Collected data entries
----

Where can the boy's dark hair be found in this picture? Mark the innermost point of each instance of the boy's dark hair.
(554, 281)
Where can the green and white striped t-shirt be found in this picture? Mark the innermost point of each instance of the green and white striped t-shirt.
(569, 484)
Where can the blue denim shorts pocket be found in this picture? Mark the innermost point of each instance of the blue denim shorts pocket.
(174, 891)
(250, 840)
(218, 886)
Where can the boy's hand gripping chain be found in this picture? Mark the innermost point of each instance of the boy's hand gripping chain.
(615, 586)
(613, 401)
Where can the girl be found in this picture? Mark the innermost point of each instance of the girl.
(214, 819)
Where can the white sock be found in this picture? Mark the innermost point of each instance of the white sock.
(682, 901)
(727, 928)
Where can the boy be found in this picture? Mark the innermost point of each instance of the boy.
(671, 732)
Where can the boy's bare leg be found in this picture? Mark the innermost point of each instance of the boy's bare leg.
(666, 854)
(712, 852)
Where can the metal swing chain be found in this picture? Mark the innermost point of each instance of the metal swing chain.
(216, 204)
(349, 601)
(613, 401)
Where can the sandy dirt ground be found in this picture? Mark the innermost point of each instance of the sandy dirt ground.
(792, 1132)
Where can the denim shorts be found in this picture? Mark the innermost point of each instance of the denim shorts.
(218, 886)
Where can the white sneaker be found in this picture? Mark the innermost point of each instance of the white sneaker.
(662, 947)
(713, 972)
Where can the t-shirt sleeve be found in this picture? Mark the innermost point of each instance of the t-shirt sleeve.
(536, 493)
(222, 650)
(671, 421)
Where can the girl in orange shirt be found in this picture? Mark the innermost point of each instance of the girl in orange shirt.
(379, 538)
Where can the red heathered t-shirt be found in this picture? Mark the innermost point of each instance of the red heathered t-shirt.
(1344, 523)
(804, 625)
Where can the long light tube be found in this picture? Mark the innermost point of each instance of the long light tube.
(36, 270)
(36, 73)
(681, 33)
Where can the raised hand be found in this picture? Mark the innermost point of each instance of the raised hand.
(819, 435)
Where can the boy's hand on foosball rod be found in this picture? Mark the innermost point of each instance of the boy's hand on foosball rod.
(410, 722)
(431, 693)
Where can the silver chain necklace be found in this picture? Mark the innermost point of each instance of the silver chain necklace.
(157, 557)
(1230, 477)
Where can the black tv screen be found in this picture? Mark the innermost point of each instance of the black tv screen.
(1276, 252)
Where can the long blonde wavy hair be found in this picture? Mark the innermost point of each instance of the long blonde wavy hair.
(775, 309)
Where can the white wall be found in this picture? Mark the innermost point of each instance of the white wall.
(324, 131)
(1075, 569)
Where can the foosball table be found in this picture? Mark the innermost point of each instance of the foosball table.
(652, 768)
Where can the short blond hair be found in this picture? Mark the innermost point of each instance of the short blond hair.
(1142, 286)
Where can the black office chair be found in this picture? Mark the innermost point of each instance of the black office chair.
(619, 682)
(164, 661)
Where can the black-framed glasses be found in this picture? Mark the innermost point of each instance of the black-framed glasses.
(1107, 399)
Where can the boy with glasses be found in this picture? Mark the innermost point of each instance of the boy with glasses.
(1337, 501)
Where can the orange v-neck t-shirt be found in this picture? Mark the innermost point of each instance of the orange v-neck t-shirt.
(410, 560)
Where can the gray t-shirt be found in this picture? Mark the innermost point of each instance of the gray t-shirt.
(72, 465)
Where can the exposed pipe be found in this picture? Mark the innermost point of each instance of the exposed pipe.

----

> Aim
Copy the rows above word for word.

> Written response
Where can the boy's dark hair be found in this picture? Mark the innermost point of each instance of the boy's dark hair.
(554, 281)
Where can the green and white striped t-shirt be found in this picture? Mark the innermost point of each instance of the green and white striped t-shirt.
(569, 484)
Where can the blue denim shorts pocket be found in this picture? Mark the innermost point of each instance of the blue denim shorts pocket.
(174, 891)
(250, 840)
(218, 886)
Where can the boy's hand gripping chain be found in this picture? Mark the innermost point of each instance of the boy's hand gripping chain.
(615, 586)
(613, 401)
Where can the girl be found in this picture? Mark the innermost point of each instance of the girl.
(214, 819)
Where can the white sock be found in this picture? Mark the innermost point of each instance of the white sock.
(682, 901)
(727, 928)
Where can the boy be found in this picture? Mark the innermost point of each instance of the boy.
(671, 732)
Where can the boy's bare leg be found in this picture? Mark the innermost point of each instance of the boy's bare leg.
(666, 854)
(712, 852)
Where can the metal swing chain be found in this picture? Mark the innermost point of each instance of the metal swing chain.
(216, 204)
(349, 601)
(613, 401)
Where can the sandy dirt ground be found in this picture? Mark the innermost point of each instance of the sandy dirt ground.
(792, 1132)
Where can the denim shorts be found in this picture? Mark the innermost point of each instance of the denim shorts.
(218, 886)
Where can the white sneaker be found in this picture? Mark the innermost point of each instance of the white sneaker.
(662, 947)
(713, 972)
Where can the t-shirt sleeve be found in this picture? Mark the innermost point of each instance of the t-shirt sleeve.
(536, 493)
(222, 650)
(671, 421)
Where can the girl in orange shirt be found in this picture? Mark the innermost point of each instance of the girl in orange shirt.
(379, 538)
Where can the red heathered t-shirt be found in this picture? Mark the innermost point of each instance of the red heathered t-shirt.
(1344, 523)
(804, 625)
Where can the long light tube be found in this picture? Mark the innermost point of each instance of the long light tube.
(36, 270)
(36, 73)
(681, 33)
Where can the raised hand be found in this picture? Mark the innermost point of each instance of the raised hand.
(819, 435)
Where can the boy's hand on foosball rod be found in this picture? Mark the innermost point of each instance of the boy's hand on foosball rod.
(410, 722)
(431, 693)
Where can the silver chain necklace be found in this picture? Mark the innermost point of each instance of the silver chain necklace.
(157, 557)
(1230, 477)
Where can the black tv screen be found in this picture? Mark the innermost point of each instance of the black tv screen.
(1276, 252)
Where can the long blonde wavy hair be found in this picture? Mark the innermost point of each instance of the long blonde wavy hair.
(775, 309)
Where can the white wall be found in this picture? Mark the innermost point of each instance of the white wall.
(324, 131)
(1075, 569)
Where can the foosball table be found in this picture? Mark the innermost point of each instance of the foosball table.
(652, 768)
Where can the short blond hair be found in this picture? Mark the innermost point of each instance of the short blond hair.
(1142, 286)
Where can the black office chair be found in this picture? Mark the innermost point of each instance of the black office chair.
(619, 682)
(164, 661)
Where can the black-framed glasses be found in this picture? Mark the innermost point of each instance of the black-framed glasses.
(1107, 399)
Where can the boy with glasses be found in this picture? Mark the innermost point of each instance of the boy with glasses.
(1337, 501)
Where can the orange v-neck t-shirt be found in this picture? Mark the innermost point of each instance of the orange v-neck t-shirt.
(410, 560)
Where can the gray t-shirt be found in this picture? Mark the innermost point of each instance of the gray t-shirt.
(72, 465)
Where can the exposed pipe be found in this picture? Mark the innermost point of each instance of the exposed pipe.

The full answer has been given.